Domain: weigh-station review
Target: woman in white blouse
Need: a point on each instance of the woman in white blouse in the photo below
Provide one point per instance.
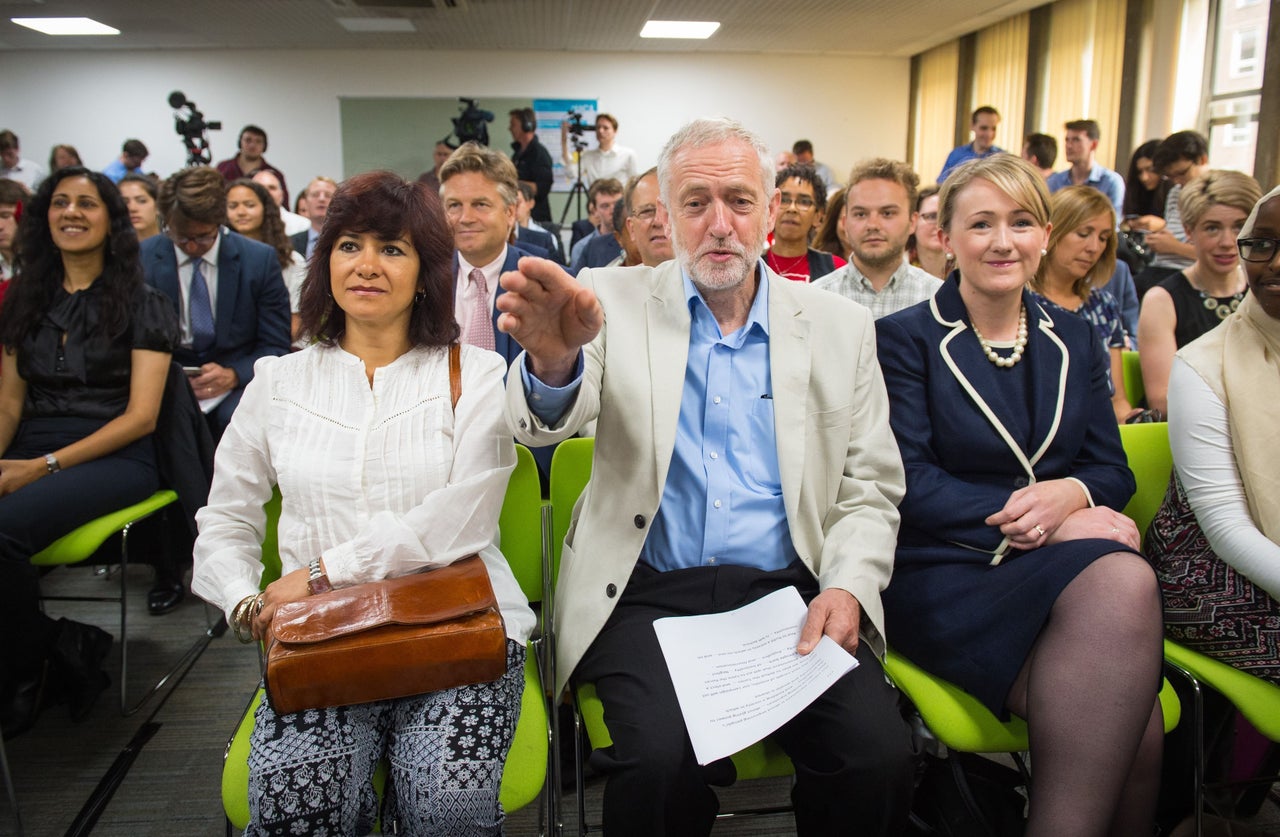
(1216, 539)
(380, 476)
▬▬▬
■ Exercise ■
Lay out all of the lines above as a numbered list, skipping any blank lines and leaving the pictures out.

■ Task answer ■
1. Domain: weigh-station review
2. Target: woman in white blouse
3. Need: a point on each instance of the woman in white blouse in the photo below
4. Provide one point per instance.
5. (1216, 539)
6. (380, 476)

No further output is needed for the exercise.